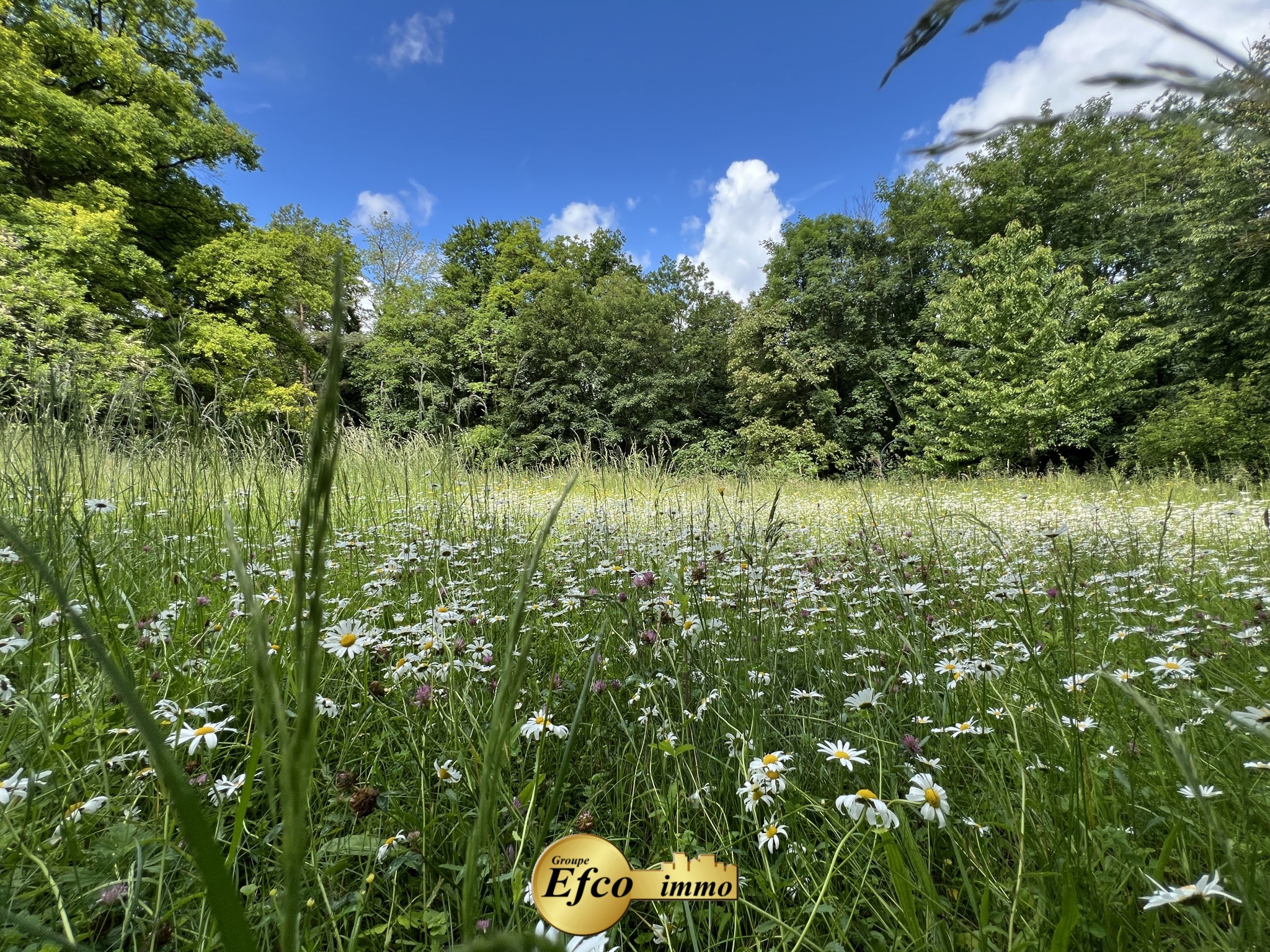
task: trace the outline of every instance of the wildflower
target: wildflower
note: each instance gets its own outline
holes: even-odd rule
[[[951,727],[945,727],[944,732],[952,737],[960,737],[963,734],[992,734],[992,727],[983,727],[975,724],[972,717],[969,721],[961,721],[954,724]]]
[[[32,787],[43,786],[44,781],[52,774],[52,770],[41,770],[29,777],[23,777],[22,774],[23,770],[19,767],[11,777],[0,781],[0,806],[9,806],[9,801],[11,800],[25,800],[28,791]]]
[[[1068,692],[1085,691],[1085,685],[1092,677],[1092,674],[1073,674],[1069,678],[1063,678],[1063,687],[1067,688]]]
[[[1195,663],[1189,658],[1148,658],[1151,673],[1161,678],[1193,678],[1195,675]]]
[[[387,859],[389,852],[392,849],[394,845],[396,845],[398,840],[401,839],[405,839],[405,830],[398,830],[396,835],[389,836],[386,840],[384,840],[384,844],[378,848],[378,852],[376,852],[375,854],[376,861],[382,863],[385,859]]]
[[[1196,800],[1196,798],[1208,800],[1210,797],[1222,796],[1222,791],[1219,791],[1217,787],[1210,787],[1206,783],[1199,784],[1198,791],[1187,784],[1185,787],[1179,787],[1177,792],[1181,793],[1187,800]]]
[[[372,641],[371,632],[356,618],[345,618],[331,627],[321,646],[335,658],[354,658]]]
[[[1067,715],[1063,715],[1063,726],[1064,727],[1074,727],[1081,734],[1085,734],[1085,731],[1093,730],[1095,727],[1097,727],[1099,722],[1095,721],[1092,717],[1082,717],[1081,720],[1077,721],[1073,717],[1068,717]]]
[[[899,825],[899,816],[886,806],[871,790],[857,790],[855,793],[843,793],[833,805],[839,812],[847,814],[852,820],[859,820],[861,815],[865,823],[879,829],[888,829]]]
[[[847,707],[852,711],[864,711],[870,707],[881,707],[881,694],[872,688],[862,688],[847,698]]]
[[[541,935],[550,943],[563,946],[564,952],[607,952],[608,949],[608,937],[603,932],[597,933],[596,935],[565,937],[565,934],[555,927],[538,922],[538,924],[533,927],[533,933],[536,935]]]
[[[940,828],[944,828],[950,809],[944,787],[928,773],[916,773],[908,782],[912,784],[908,790],[908,802],[921,803],[922,819],[939,820]]]
[[[753,781],[743,787],[738,787],[737,796],[740,797],[747,814],[754,812],[759,803],[765,806],[772,805],[772,795],[767,792],[767,788],[762,783]]]
[[[787,833],[789,830],[785,826],[776,823],[775,816],[768,816],[767,825],[758,831],[758,848],[766,849],[768,853],[775,853],[781,847],[781,836]]]
[[[1256,730],[1257,727],[1270,727],[1270,704],[1245,707],[1242,711],[1231,711],[1231,726],[1242,725]]]
[[[99,793],[95,797],[80,801],[79,803],[71,803],[69,807],[66,807],[65,819],[70,820],[71,823],[79,823],[84,817],[84,814],[95,814],[98,810],[105,806],[105,801],[107,797]]]
[[[113,886],[107,886],[102,890],[102,895],[97,897],[98,905],[113,906],[119,900],[128,895],[128,883],[116,882]]]
[[[220,806],[236,797],[239,791],[243,790],[244,783],[246,783],[245,773],[240,773],[237,777],[226,777],[222,773],[218,781],[212,782],[212,788],[207,791],[207,796],[213,803]]]
[[[773,750],[770,754],[756,757],[749,762],[749,779],[761,783],[771,793],[780,793],[785,790],[785,770],[790,769],[789,762],[792,754],[784,750]]]
[[[1187,883],[1186,886],[1161,886],[1149,876],[1147,878],[1151,881],[1151,885],[1156,887],[1156,891],[1148,896],[1142,896],[1146,901],[1143,910],[1186,902],[1191,899],[1224,899],[1231,902],[1242,901],[1222,889],[1222,877],[1215,869],[1212,876],[1205,873],[1194,883]]]
[[[974,831],[978,833],[980,836],[988,836],[988,835],[992,834],[992,828],[991,826],[984,826],[982,823],[979,823],[974,817],[963,816],[961,817],[961,823],[964,823],[966,826],[974,826]]]
[[[838,740],[832,744],[829,741],[822,741],[817,750],[824,754],[826,760],[837,760],[848,770],[855,770],[857,763],[869,763],[864,757],[864,750],[856,750],[845,740]]]
[[[56,614],[56,612],[55,612]],[[56,625],[56,622],[55,622]],[[44,626],[47,627],[47,626]],[[30,638],[19,638],[17,635],[10,635],[9,637],[0,638],[0,656],[11,655],[15,651],[22,651],[30,644]],[[8,680],[8,679],[6,679]]]
[[[530,740],[541,740],[542,735],[550,732],[561,740],[569,736],[569,729],[551,722],[551,715],[545,707],[540,707],[523,725],[521,736]]]
[[[199,745],[206,746],[208,750],[215,750],[217,744],[217,732],[225,731],[226,734],[232,734],[234,727],[226,727],[232,717],[226,717],[224,721],[211,721],[201,727],[190,727],[188,724],[180,726],[179,732],[173,732],[168,737],[168,743],[174,748],[179,748],[184,744],[189,744],[189,753],[193,754],[198,750]]]

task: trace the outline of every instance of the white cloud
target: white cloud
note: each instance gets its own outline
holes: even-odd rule
[[[410,221],[405,206],[396,195],[384,192],[361,192],[357,195],[357,208],[353,211],[353,225],[364,228],[372,218],[387,212],[396,221]]]
[[[410,179],[410,185],[414,187],[414,207],[419,211],[418,221],[420,225],[427,225],[428,218],[432,217],[432,209],[437,207],[437,197],[414,179]]]
[[[410,187],[414,192],[403,189],[396,194],[387,192],[358,193],[357,208],[353,209],[352,215],[353,225],[364,228],[372,218],[385,212],[399,222],[414,221],[419,225],[427,225],[433,208],[437,207],[437,197],[414,179],[410,179]],[[410,213],[410,208],[414,209],[414,215]]]
[[[612,207],[601,208],[598,204],[570,202],[559,217],[552,215],[547,218],[547,226],[542,230],[542,235],[547,239],[560,235],[588,237],[596,228],[611,228],[616,217]]]
[[[1270,0],[1157,0],[1157,5],[1227,48],[1241,51],[1270,32]],[[1222,65],[1208,47],[1158,27],[1142,17],[1105,4],[1086,3],[1013,60],[994,62],[974,96],[947,108],[936,141],[958,129],[986,129],[1016,116],[1036,116],[1048,99],[1066,112],[1104,93],[1114,108],[1128,112],[1153,99],[1161,89],[1115,89],[1086,84],[1107,74],[1142,72],[1148,63],[1189,66],[1215,75]],[[958,160],[964,152],[950,154]]]
[[[710,221],[696,260],[710,269],[715,287],[734,298],[763,286],[763,242],[779,240],[781,222],[794,213],[776,198],[777,179],[767,162],[747,159],[729,165],[711,189]]]
[[[378,57],[394,69],[406,63],[427,62],[437,65],[446,57],[446,27],[455,22],[455,14],[442,10],[436,17],[417,13],[389,28],[392,46],[389,55]]]

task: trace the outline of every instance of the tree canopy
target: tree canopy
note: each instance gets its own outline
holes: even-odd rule
[[[480,218],[431,242],[296,206],[258,225],[206,174],[259,162],[208,91],[234,69],[193,0],[0,0],[5,410],[69,386],[150,425],[183,405],[291,425],[338,327],[349,423],[503,462],[1267,463],[1247,421],[1270,410],[1270,112],[1250,84],[1093,99],[881,180],[876,215],[786,222],[734,301],[603,228]]]

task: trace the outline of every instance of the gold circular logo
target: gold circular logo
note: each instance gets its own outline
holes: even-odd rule
[[[634,899],[626,857],[589,833],[558,839],[544,849],[530,882],[538,915],[570,935],[594,935],[615,925]]]

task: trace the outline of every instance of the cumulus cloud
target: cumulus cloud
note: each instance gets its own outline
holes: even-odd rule
[[[710,220],[696,260],[710,269],[715,287],[740,300],[763,286],[765,241],[781,236],[781,222],[794,209],[781,204],[777,175],[759,159],[728,166],[711,188]]]
[[[589,237],[596,228],[611,228],[616,221],[612,207],[601,208],[598,204],[587,202],[570,202],[559,216],[547,218],[547,226],[542,235],[547,239],[569,235],[572,237]]]
[[[403,189],[396,194],[389,192],[358,193],[357,208],[351,216],[353,225],[364,228],[372,218],[377,218],[385,212],[399,222],[414,221],[419,225],[427,225],[432,211],[437,207],[437,197],[414,179],[410,179],[410,188],[413,192]]]
[[[1157,5],[1229,50],[1270,32],[1270,0],[1157,0]],[[988,69],[983,88],[960,99],[940,119],[936,141],[958,129],[986,129],[1016,116],[1035,116],[1048,99],[1067,112],[1109,93],[1114,108],[1128,112],[1162,90],[1115,89],[1085,80],[1109,74],[1142,72],[1148,63],[1187,66],[1212,76],[1222,70],[1213,51],[1148,20],[1086,0],[1041,39],[1013,60]],[[964,154],[950,154],[958,160]]]
[[[357,208],[353,209],[353,225],[359,228],[367,227],[372,220],[387,213],[396,221],[410,221],[405,206],[396,195],[385,192],[359,192],[357,195]]]
[[[406,63],[425,62],[438,65],[446,58],[446,27],[455,22],[455,14],[442,10],[436,17],[417,13],[389,28],[392,43],[387,56],[378,57],[385,66],[396,69]]]
[[[419,213],[417,221],[420,225],[427,225],[428,218],[432,217],[432,209],[437,207],[437,197],[414,179],[410,179],[410,187],[414,189],[414,207]]]

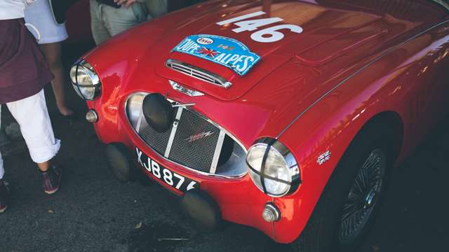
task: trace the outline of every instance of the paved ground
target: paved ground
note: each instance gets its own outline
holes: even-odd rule
[[[73,62],[73,55],[65,60]],[[83,114],[83,104],[69,92]],[[13,201],[0,214],[0,251],[290,251],[257,230],[237,225],[197,233],[178,211],[175,196],[157,186],[116,181],[91,125],[80,120],[69,127],[58,115],[51,92],[47,97],[63,143],[58,157],[64,164],[62,187],[55,195],[45,195],[27,153],[6,158]],[[394,171],[387,201],[361,252],[447,251],[448,127],[446,117]]]

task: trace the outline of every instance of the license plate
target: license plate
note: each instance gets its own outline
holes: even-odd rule
[[[138,162],[145,168],[147,171],[166,184],[181,192],[187,192],[199,187],[199,183],[172,172],[158,164],[137,147],[135,147],[135,152]]]

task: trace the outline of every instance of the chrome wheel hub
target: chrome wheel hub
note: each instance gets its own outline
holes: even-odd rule
[[[385,155],[375,149],[358,170],[343,209],[340,241],[356,238],[365,227],[381,192],[385,167]]]

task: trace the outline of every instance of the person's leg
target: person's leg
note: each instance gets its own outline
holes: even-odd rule
[[[100,4],[96,0],[91,0],[91,28],[92,36],[97,45],[100,45],[111,37],[111,34],[101,20],[103,5],[102,4],[100,8]]]
[[[0,114],[1,113],[1,105],[0,104]],[[1,126],[1,118],[0,116],[0,126]],[[5,170],[3,167],[3,159],[1,153],[0,153],[0,213],[3,213],[8,208],[8,190],[3,176],[5,174]]]
[[[60,172],[51,164],[51,160],[59,150],[60,142],[53,134],[43,90],[6,105],[20,125],[32,160],[42,173],[45,192],[55,192],[59,188]]]
[[[51,80],[51,87],[56,99],[56,106],[62,115],[70,115],[73,111],[67,106],[65,99],[65,85],[67,78],[62,66],[61,43],[51,43],[40,45],[50,70],[55,76]]]
[[[15,118],[33,161],[46,169],[45,163],[59,150],[60,140],[55,138],[45,102],[43,90],[29,97],[6,104]]]
[[[0,104],[0,115],[1,114],[1,104]],[[0,127],[1,127],[1,116],[0,116]],[[5,169],[3,167],[3,159],[1,158],[1,153],[0,153],[0,180],[3,178],[3,176],[5,174]]]
[[[140,2],[135,2],[129,8],[115,8],[105,6],[102,11],[102,20],[111,36],[147,21],[148,17],[145,4]]]

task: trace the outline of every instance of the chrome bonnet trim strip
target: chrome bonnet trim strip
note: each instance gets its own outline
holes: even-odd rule
[[[358,70],[356,71],[355,72],[352,73],[351,75],[349,75],[348,77],[347,77],[346,78],[344,78],[343,80],[340,81],[340,83],[338,83],[335,86],[334,86],[333,88],[331,88],[330,90],[329,90],[328,92],[326,92],[326,93],[324,93],[324,94],[321,95],[319,98],[318,98],[315,102],[314,102],[311,104],[310,104],[309,106],[307,106],[302,112],[301,112],[298,115],[296,116],[296,118],[295,118],[295,119],[293,119],[293,120],[290,122],[290,124],[288,124],[288,125],[287,125],[287,127],[286,127],[285,129],[283,129],[281,133],[279,133],[278,134],[277,136],[276,136],[276,139],[279,139],[283,133],[285,133],[287,130],[288,130],[295,122],[296,122],[296,121],[301,117],[302,116],[302,115],[304,115],[304,113],[306,113],[306,112],[307,112],[310,108],[311,108],[314,106],[315,106],[317,103],[319,103],[319,102],[321,102],[323,99],[324,99],[326,96],[328,96],[328,94],[330,94],[331,92],[333,92],[335,90],[336,90],[337,88],[338,88],[340,86],[341,86],[342,85],[344,84],[348,80],[351,79],[352,77],[358,75],[358,74],[360,74],[361,72],[362,72],[363,70],[366,69],[367,68],[368,68],[369,66],[370,66],[371,65],[373,65],[373,64],[375,64],[375,62],[377,62],[377,61],[379,61],[380,59],[382,59],[384,56],[389,54],[390,52],[393,52],[394,50],[395,50],[396,49],[397,49],[398,48],[399,48],[401,46],[403,46],[410,41],[411,41],[412,40],[419,37],[420,36],[424,34],[424,33],[435,29],[438,27],[439,27],[440,25],[448,23],[449,20],[445,20],[444,22],[442,22],[441,23],[438,23],[437,24],[435,24],[429,28],[427,28],[427,29],[417,34],[416,35],[413,36],[413,37],[404,41],[402,43],[398,43],[398,45],[391,48],[390,49],[388,49],[387,51],[385,51],[384,53],[382,53],[382,55],[379,55],[377,57],[373,59],[372,61],[370,61],[370,62],[368,62],[367,64],[366,64],[365,66],[362,66],[361,69],[359,69]]]
[[[214,73],[178,60],[168,59],[166,66],[179,73],[228,89],[232,83]]]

» Stated problem
Please identify each of the rows above that contains the word "bonnet" and copy those rows in full. Case counts, so match upper and lower case letters precisely.

» Final answer
task: trace the outline of every instance of the chrome bonnet trim strip
target: chrome bonnet trim strip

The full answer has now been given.